- **Exercise tasks**
#1 Translate this sentence from the README on the text encoder into Spanish: "Reading the full file ensures the file is only opened and read once to preserve resources."
#2 Answer these questions using the README on the text encoder:
(a) Which Java version does it list?
(b) What special token is added to preserve line breaks?
(c) What is used for all file reading operations?

- **Quoted passage**
------------------------------------------------

Author: Jamie Buick
Version: Java 21
This is a console based application that encodes and decodes text given two input files:
- A plain text file
- An encoding mappings CSV file. This contains the mapping between text and numeric codes
The encodings mapping file contains:
- punctuation
- numbers
- words
- word suffixes (e.g. -ing, -ed, -ly)
Each item type above has it's own unique numeric value used for encoding and decoding the text.
- Use to control the application.
- Full flexibility to enter custom files (As long as formatting and file type correct).
- Inspired by the Student Manager menu system.
- The process of reading the text file was influenced by the Vigenere TextFileProcessor Class.
- The encodings CSV file is parsed into an array called encodingMap which is a large fixed sized 2D array, this contains the text and its numerical equivalent.
- Reading the full file ensures the file is only opened and read once to preserve resources.
- The process of reading the text file was influenced by the Vigenere TextFileProcessor Class.
- The input text file is parsed line by line and split into words, the words are trimmed and converted to lowercase to match the format of encoding mapping.
- Line breaks are preserved by adding a special token @@NEWLINE. All words and tokens are added to the encoderDecoderInput array.
- When reading is complete, encoderDecoderInput is passed to either the encode EncoderDecoder.encode or EncoderDecoder.decode depending on the menu selection.
- All file reading operations are completed using BufferedReader used in the lab classes.

------------------------------------------------

- **Recorded data**
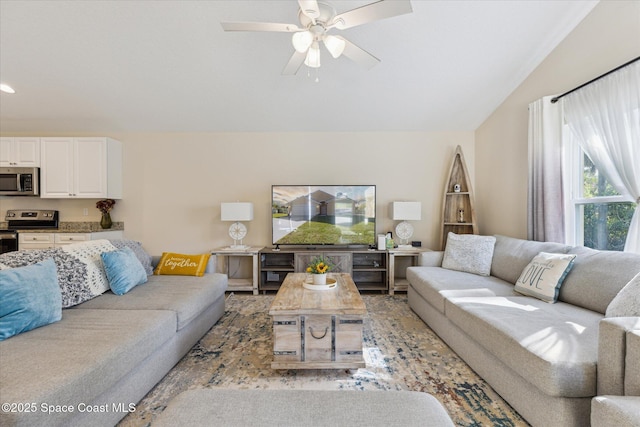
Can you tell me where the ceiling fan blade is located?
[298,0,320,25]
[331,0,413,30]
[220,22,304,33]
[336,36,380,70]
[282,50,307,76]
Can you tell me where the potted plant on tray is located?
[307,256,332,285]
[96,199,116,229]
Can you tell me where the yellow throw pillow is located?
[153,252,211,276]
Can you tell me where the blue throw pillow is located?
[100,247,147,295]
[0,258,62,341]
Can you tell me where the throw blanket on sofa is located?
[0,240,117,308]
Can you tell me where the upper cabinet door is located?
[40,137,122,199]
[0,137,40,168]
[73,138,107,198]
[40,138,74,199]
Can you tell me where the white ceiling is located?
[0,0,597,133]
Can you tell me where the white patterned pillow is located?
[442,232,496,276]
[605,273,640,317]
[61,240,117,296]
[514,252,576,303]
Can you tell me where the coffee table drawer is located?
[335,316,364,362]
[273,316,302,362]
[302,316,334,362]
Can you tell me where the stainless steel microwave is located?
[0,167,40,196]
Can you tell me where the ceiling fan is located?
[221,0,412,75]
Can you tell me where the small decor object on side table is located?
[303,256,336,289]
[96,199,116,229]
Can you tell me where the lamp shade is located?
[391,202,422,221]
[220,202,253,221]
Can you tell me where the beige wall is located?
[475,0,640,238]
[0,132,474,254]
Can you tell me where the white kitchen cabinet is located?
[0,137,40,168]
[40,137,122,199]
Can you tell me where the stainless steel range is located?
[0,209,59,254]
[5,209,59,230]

------------------------------------------------

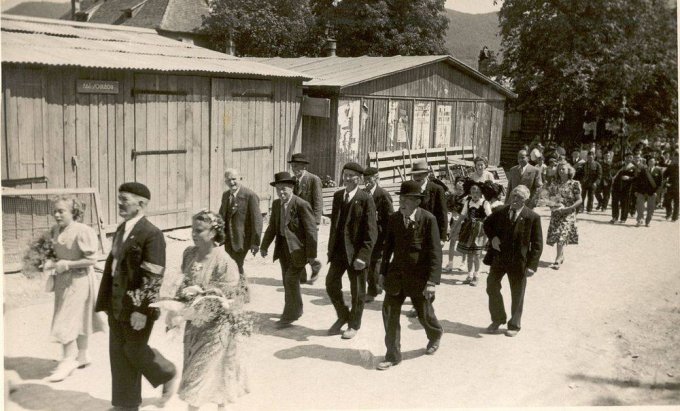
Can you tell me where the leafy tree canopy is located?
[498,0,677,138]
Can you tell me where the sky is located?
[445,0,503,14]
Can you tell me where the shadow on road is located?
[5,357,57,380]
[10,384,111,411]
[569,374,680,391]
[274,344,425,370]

------------------------------------------------

- **Answers by item number**
#1 Leer el archivo completo garantiza que el archivo se abra y se lea una sola vez para conservar recursos.

#2
(a) Java 21
(b) @@NEWLINE
(c) BufferedReader